To do ▸ A faithful copy of the listing below is needed, one that contains no pictures.

----------------------------------------

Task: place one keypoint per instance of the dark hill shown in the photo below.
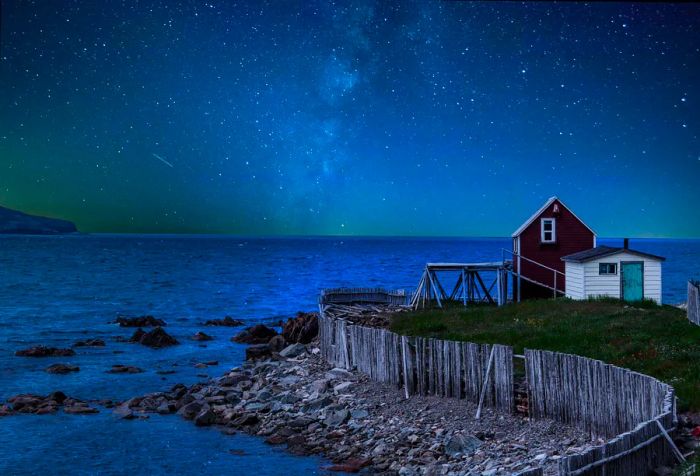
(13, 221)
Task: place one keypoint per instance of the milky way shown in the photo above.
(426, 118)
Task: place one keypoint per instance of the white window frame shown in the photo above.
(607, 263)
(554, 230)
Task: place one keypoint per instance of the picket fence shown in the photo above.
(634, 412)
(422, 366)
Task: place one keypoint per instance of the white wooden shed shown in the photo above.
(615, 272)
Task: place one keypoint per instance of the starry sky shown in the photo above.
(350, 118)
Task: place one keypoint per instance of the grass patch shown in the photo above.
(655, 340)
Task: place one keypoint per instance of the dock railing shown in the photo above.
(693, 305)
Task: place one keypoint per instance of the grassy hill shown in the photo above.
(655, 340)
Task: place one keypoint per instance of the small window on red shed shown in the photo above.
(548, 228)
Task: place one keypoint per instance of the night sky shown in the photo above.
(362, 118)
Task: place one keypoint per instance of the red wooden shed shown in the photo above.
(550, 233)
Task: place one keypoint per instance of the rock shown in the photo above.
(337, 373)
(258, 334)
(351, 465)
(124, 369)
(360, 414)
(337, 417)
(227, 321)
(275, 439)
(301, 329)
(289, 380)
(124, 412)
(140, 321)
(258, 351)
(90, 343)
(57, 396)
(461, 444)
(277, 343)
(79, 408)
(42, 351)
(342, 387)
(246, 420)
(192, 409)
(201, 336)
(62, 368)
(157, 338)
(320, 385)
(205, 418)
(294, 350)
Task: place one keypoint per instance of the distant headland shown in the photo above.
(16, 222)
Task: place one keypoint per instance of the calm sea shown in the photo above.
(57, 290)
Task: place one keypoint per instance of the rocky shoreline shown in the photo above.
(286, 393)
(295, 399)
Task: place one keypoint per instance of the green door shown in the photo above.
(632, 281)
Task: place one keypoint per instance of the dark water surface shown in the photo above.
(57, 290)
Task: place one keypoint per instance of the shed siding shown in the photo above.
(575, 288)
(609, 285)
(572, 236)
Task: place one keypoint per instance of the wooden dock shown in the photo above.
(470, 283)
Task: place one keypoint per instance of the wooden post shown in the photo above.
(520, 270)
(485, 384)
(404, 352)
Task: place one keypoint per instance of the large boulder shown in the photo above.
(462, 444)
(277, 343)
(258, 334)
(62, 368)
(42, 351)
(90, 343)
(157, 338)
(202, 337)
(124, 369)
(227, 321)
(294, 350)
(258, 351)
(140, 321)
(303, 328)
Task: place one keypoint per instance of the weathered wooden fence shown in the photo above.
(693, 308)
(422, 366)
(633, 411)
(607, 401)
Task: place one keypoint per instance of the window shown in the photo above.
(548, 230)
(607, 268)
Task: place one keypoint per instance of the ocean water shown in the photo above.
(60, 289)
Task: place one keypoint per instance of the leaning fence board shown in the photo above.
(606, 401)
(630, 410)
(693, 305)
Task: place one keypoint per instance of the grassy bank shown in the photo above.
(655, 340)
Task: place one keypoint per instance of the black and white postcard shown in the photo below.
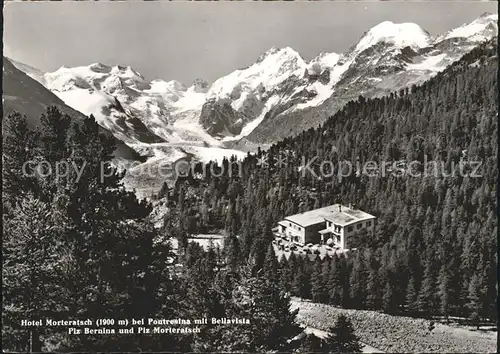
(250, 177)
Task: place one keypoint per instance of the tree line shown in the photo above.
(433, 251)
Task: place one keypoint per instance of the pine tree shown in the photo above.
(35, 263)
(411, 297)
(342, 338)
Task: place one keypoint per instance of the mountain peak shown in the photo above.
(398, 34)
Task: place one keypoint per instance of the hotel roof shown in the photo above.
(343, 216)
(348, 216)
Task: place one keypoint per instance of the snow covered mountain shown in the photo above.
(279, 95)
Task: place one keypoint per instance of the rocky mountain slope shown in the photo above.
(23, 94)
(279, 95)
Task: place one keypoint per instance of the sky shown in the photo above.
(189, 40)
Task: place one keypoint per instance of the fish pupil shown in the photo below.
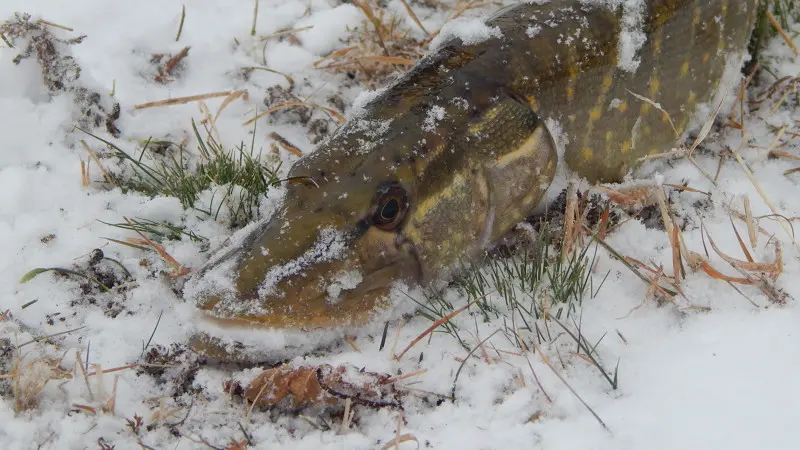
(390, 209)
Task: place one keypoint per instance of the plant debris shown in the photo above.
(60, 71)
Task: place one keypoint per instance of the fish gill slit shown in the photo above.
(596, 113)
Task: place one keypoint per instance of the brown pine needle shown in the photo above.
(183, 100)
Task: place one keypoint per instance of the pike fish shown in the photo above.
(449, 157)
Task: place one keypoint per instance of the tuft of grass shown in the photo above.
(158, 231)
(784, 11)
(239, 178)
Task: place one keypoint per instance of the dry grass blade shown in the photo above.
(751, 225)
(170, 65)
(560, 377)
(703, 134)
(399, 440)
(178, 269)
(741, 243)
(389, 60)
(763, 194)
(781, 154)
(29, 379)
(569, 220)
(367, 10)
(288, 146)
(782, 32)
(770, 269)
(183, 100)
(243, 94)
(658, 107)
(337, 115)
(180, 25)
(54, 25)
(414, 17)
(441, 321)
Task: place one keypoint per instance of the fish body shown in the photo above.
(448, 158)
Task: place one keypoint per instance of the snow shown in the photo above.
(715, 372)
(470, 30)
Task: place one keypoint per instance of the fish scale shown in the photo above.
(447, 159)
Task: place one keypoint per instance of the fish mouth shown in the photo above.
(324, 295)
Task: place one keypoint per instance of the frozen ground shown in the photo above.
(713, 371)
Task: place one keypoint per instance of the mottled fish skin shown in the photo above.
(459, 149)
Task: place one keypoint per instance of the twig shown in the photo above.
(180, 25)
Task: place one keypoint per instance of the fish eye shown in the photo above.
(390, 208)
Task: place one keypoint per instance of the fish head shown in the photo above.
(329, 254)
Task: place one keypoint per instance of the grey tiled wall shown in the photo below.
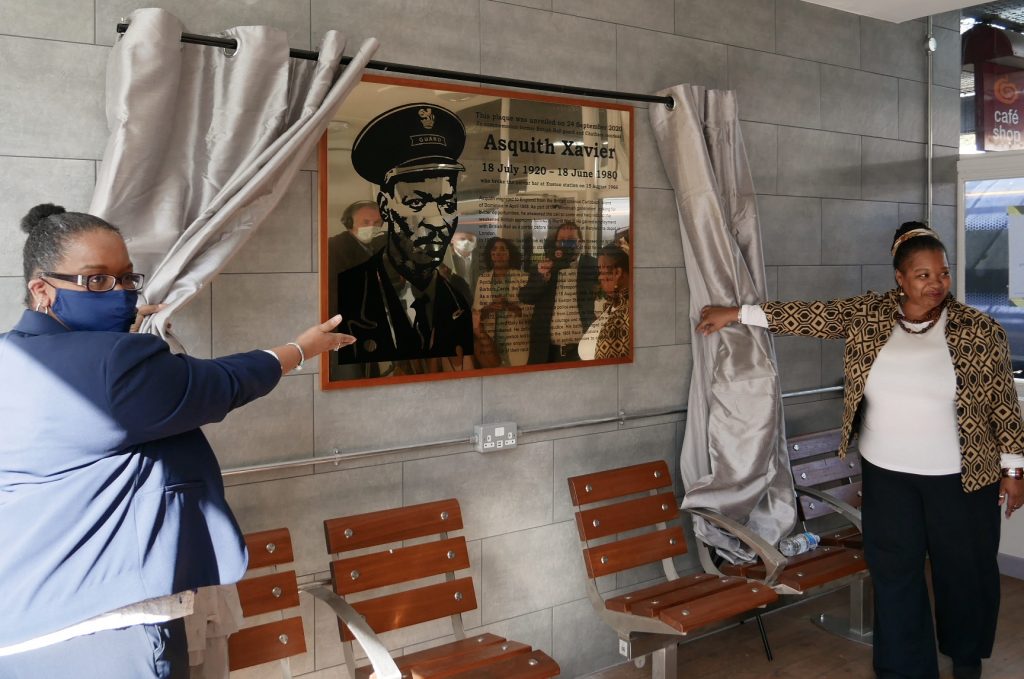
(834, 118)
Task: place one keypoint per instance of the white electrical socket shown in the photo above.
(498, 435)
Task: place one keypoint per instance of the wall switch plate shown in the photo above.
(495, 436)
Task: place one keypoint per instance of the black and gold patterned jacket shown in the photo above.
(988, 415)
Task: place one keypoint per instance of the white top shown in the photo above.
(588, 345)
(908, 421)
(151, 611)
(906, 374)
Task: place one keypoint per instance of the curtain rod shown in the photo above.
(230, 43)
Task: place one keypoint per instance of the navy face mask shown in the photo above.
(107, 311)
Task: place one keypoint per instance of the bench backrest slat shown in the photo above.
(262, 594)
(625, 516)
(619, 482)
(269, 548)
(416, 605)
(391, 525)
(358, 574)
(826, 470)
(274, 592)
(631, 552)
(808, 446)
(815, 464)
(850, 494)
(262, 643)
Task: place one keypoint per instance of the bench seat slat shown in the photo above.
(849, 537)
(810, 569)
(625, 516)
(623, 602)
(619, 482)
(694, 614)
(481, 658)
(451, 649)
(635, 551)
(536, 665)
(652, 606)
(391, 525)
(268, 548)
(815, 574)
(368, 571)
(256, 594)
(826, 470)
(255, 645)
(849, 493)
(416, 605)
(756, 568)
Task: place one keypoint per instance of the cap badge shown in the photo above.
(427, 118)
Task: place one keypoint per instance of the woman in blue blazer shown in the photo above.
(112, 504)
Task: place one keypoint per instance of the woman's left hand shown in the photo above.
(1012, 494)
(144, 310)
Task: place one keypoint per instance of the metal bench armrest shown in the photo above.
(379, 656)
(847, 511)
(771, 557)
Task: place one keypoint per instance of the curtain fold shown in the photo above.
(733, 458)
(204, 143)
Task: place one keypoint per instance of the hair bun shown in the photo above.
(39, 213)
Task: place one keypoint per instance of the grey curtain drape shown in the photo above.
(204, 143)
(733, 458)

----------------------------------------

Result below ▸
Task: place one keypoint per instance of the dark hill shown in the photo below.
(13, 221)
Task: place one keypoint per instance of the milky way shown in the photo above.
(426, 118)
Task: place one keypoint per instance of the white window frame shown in the photo above.
(607, 263)
(554, 230)
Task: place one keypoint per instance of the picket fence shown in the photo above.
(634, 412)
(422, 366)
Task: place one keypoint per instance of the white wooden shed shown in the photo above.
(615, 272)
Task: place one keypoint per instance of the starry sky shown in the photo above.
(350, 118)
Task: place one keypoint per instance of the grass patch shown in the photo above.
(655, 340)
Task: place one keypoint per instance of the dock railing shown in the photo above.
(693, 305)
Task: place one keypoint per instance of the grassy hill shown in the photo above.
(655, 340)
Task: place one keypoint per instance of the small window on red shed shown in the photo above.
(548, 228)
Task: place one keypoint per instance of the night sky shown in the photo above.
(362, 118)
Task: place one keypoint per instance of the red wooden shed shown in the photo above.
(550, 233)
Task: place one keypoint per instance of the rock shown in the photo above.
(337, 373)
(258, 334)
(351, 465)
(124, 369)
(360, 414)
(337, 417)
(227, 321)
(275, 439)
(301, 329)
(289, 380)
(124, 412)
(140, 321)
(258, 351)
(90, 343)
(57, 396)
(461, 444)
(277, 343)
(79, 408)
(42, 351)
(342, 387)
(246, 420)
(192, 409)
(201, 336)
(62, 368)
(157, 338)
(320, 385)
(205, 418)
(294, 350)
Task: place one keypoint per instance of the distant headland shown in the photo above.
(16, 222)
Task: place one keypoint per instance of the calm sea shown in the photo above.
(57, 290)
Task: place one keypoint per instance of the rocky shoreline shown in the photo above.
(286, 393)
(295, 399)
Task: place one keypoint per instance of the green door shown in the photo above.
(632, 281)
Task: place one keypoint per instance of the dark water surface shown in the photo above.
(57, 290)
Task: place one keypoint per instance of the shed siding shown in the photo above.
(575, 288)
(609, 285)
(572, 236)
Task: place one keypoint per instance of the wooden dock shown in the photo above.
(470, 283)
Task: place one keypoint per instance of the wooden post shown in the photo above.
(520, 270)
(485, 384)
(404, 352)
Task: place one keypoint per instance of the large boulder shown in the photo above.
(462, 444)
(277, 343)
(258, 334)
(62, 368)
(42, 351)
(90, 343)
(157, 338)
(202, 337)
(124, 369)
(227, 321)
(294, 350)
(258, 351)
(140, 321)
(303, 328)
Task: place one keypoint per instance of the weathered wooden fence shown in the photo above.
(693, 308)
(422, 366)
(633, 411)
(607, 401)
Task: place one keypoint per instance of the window shown in the photo above.
(548, 230)
(607, 268)
Task: place one keypoint per instance of the ocean water shown in the photo above.
(60, 289)
Task: place one keypoint per instance of the leaning fence board shown in the photo above.
(606, 401)
(630, 410)
(693, 305)
Task: place one keypoint per instance of the grassy bank shown in the photo above.
(655, 340)
Task: place one keypoint per instance of the black and white postcard shown in the photo below.
(250, 177)
Task: place one keypoint per instance of the tree line shown in the photo above.
(433, 251)
Task: place one keypoint per instance of the pine tree shown in the photo above.
(35, 263)
(411, 297)
(342, 338)
Task: place one keypoint per instance of the mountain peak shown in the photo above.
(398, 34)
Task: place one keypoint per instance of the hotel roof shown in the photo above.
(343, 216)
(348, 216)
Task: place one keypoint per instance of the snow covered mountain shown in the photo above.
(279, 95)
Task: place one keypoint per instance of the rocky mountain slope shown in the photo above.
(23, 94)
(279, 95)
Task: place one keypoint per instance of the sky shown in the photo above.
(189, 40)
Task: place one keypoint per instance of the fish pupil shown in the photo below.
(390, 209)
Task: place one keypoint per instance of the plant debris shown in the photo above.
(60, 71)
Task: place one keypoint per instance of the fish gill slit shown in the photo above.
(596, 113)
Task: place one keypoint per instance of the brown pine needle shown in the photo above.
(183, 100)
Task: place one keypoint per instance of the pike fish shown in the photo above.
(449, 157)
Task: place one keypoint per instance of the tuft of grass shown in the photo above.
(158, 231)
(784, 11)
(239, 178)
Task: place one keypoint per instance of the dry grass blade shown in the photo above.
(751, 225)
(170, 65)
(560, 377)
(703, 134)
(399, 440)
(178, 269)
(741, 243)
(389, 60)
(763, 194)
(781, 154)
(29, 379)
(569, 220)
(367, 10)
(288, 146)
(782, 32)
(770, 269)
(183, 100)
(243, 94)
(658, 107)
(337, 115)
(180, 25)
(54, 25)
(414, 17)
(441, 321)
Task: place one keypoint per instance of the fish body shown in the photo above.
(448, 158)
Task: place one keypoint per instance of the snow shown in the photo above.
(715, 372)
(470, 30)
Task: place one keypoint per instance of the fish scale shown in the photo above.
(447, 159)
Task: place one keypoint per instance of the fish mouth shown in the photo above.
(324, 295)
Task: place one keypoint per instance of the frozen ground shown in the photo above.
(713, 371)
Task: place one keypoint per instance of the mottled fish skin shown in the photo above.
(459, 149)
Task: place one keypoint per instance of the twig shown in the photo above.
(180, 25)
Task: place one keypoint per instance of the fish eye shown in the photo above.
(390, 208)
Task: place one keypoint per instance of the fish head shown in the photo above.
(329, 254)
Task: place one keypoint per instance of the grey tiled wall shown in the photo below.
(834, 118)
Task: place one keypoint per instance of the white electrical socket shown in the photo above.
(498, 435)
Task: place one keypoint per instance of the wall switch plate shown in the photo above.
(495, 436)
Task: place one keypoint per instance of the black and gold patterned jacket shown in the photo above.
(988, 415)
Task: place one keypoint per instance of the white top shown in the photo above.
(588, 345)
(908, 421)
(151, 611)
(906, 374)
Task: place one keypoint per instance of the curtain rod shown in the photo above.
(230, 43)
Task: place one keypoint per instance of the navy face mask shown in the photo above.
(107, 311)
Task: place one keypoint per instance of the bench backrest slat shown in the photo above.
(262, 594)
(625, 516)
(619, 482)
(269, 548)
(416, 605)
(391, 525)
(358, 574)
(826, 470)
(274, 592)
(631, 552)
(808, 446)
(815, 464)
(850, 494)
(262, 643)
Task: place one keypoint per instance of the bench seat slat shown in the photo above.
(849, 537)
(810, 569)
(625, 516)
(623, 602)
(619, 482)
(694, 614)
(481, 658)
(451, 649)
(635, 551)
(536, 665)
(652, 606)
(391, 525)
(268, 548)
(815, 574)
(368, 571)
(256, 594)
(826, 470)
(255, 645)
(849, 493)
(416, 605)
(756, 568)
Task: place one keypoint per instance of the cap badge shown in the photo above.
(427, 118)
Task: place one keypoint per instance of the woman in blue blazer shown in the photo above.
(112, 504)
Task: place one keypoint per instance of the woman's left hand shown in the photo above.
(1012, 494)
(144, 310)
Task: place one keypoint per instance of the metal bench armrest shown in the photo above.
(379, 656)
(847, 511)
(771, 557)
Task: place one keypoint per instance of the curtain fold shown in the photo above.
(733, 458)
(204, 143)
Task: place one keypoint per instance of the hair bun shown in the photo above.
(39, 213)
Task: place one keypoint per instance of the grey curtain drape shown in the photo above.
(204, 143)
(733, 458)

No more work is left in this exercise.